- Written request: Extract each line in the rows below that contains the word "measured", and copy those lines unchanged.

- Input material:
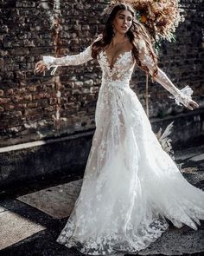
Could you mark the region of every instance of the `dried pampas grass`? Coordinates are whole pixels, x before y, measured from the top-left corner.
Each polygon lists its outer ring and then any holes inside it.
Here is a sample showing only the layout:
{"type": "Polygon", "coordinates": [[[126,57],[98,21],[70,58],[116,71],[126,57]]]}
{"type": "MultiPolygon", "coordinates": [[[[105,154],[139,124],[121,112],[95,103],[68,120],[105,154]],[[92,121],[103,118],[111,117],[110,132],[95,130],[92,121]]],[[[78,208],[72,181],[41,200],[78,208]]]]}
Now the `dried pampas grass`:
{"type": "Polygon", "coordinates": [[[137,18],[146,27],[155,42],[161,39],[175,41],[175,31],[184,21],[183,10],[178,0],[112,0],[111,3],[131,3],[137,11],[137,18]]]}

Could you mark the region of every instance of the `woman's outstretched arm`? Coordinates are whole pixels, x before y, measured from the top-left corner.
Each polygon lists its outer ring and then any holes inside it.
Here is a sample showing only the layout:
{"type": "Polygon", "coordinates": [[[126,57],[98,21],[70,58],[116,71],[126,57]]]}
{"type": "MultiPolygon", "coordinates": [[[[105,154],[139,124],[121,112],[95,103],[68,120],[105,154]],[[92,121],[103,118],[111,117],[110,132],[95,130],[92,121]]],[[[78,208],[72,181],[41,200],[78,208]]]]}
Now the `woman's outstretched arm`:
{"type": "MultiPolygon", "coordinates": [[[[154,71],[154,62],[143,41],[139,42],[139,59],[143,65],[148,67],[150,73],[152,75],[154,71]]],[[[182,103],[190,110],[193,110],[194,108],[199,108],[199,105],[191,99],[193,90],[188,85],[180,90],[159,68],[158,73],[155,76],[155,80],[174,95],[175,102],[178,105],[182,103]]]]}
{"type": "Polygon", "coordinates": [[[53,75],[59,66],[80,65],[92,59],[92,45],[87,47],[84,51],[76,55],[66,56],[64,57],[55,58],[53,56],[42,56],[42,61],[35,64],[35,72],[43,72],[46,69],[54,68],[51,75],[53,75]]]}

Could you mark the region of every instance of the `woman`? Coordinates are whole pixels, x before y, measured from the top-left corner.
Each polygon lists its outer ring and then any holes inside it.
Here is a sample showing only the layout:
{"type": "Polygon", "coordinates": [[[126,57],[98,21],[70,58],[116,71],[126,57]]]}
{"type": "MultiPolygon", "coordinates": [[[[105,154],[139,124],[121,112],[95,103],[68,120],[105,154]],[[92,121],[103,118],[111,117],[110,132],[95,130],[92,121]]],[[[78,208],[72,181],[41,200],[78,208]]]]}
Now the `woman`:
{"type": "Polygon", "coordinates": [[[152,132],[129,86],[135,64],[189,109],[198,104],[157,67],[150,36],[129,4],[114,5],[102,36],[84,52],[44,56],[35,70],[92,58],[103,71],[96,130],[80,196],[57,241],[85,254],[132,253],[161,236],[169,220],[196,230],[204,220],[204,193],[183,178],[152,132]]]}

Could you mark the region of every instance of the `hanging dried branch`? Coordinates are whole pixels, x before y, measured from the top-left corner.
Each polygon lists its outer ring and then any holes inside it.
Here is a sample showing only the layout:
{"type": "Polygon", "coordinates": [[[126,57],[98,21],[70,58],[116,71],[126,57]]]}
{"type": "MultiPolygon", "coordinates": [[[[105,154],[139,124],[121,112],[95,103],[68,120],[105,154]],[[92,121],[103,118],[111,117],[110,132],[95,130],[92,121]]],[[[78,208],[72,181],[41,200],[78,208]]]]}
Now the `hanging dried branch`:
{"type": "Polygon", "coordinates": [[[175,40],[175,31],[184,21],[178,0],[112,0],[111,3],[131,3],[136,10],[137,18],[148,29],[153,41],[175,40]]]}

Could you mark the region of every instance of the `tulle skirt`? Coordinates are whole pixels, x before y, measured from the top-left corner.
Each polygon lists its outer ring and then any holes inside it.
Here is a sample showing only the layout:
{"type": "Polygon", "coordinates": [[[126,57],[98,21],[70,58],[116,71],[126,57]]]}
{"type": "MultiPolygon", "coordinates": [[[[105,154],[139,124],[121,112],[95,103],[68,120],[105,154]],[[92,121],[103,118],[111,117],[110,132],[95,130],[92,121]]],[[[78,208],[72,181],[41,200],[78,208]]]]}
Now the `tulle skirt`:
{"type": "Polygon", "coordinates": [[[57,241],[91,255],[137,253],[169,220],[196,230],[204,193],[163,150],[136,94],[102,84],[80,196],[57,241]]]}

- Output for this task:
Could you mark the region of every instance of the `dried pampas grass`? Coordinates are whole pixels, x before y, measured from the top-left corner.
Could you mark the region of every instance of the `woman's outstretched arm`? Coordinates are whole pixels, x before y, measured from the top-left corner.
Could you mark the region of every instance of the `woman`? Coordinates are whole pixels, x before y, measured from the top-left corner.
Could you mark the region of every instance of the `hanging dried branch`? Coordinates are whole pixels, x before y, measured from the top-left corner.
Could you mark the region of every instance of the `tulle skirt`? Coordinates are whole pixels, x before y, measured from the top-left corner.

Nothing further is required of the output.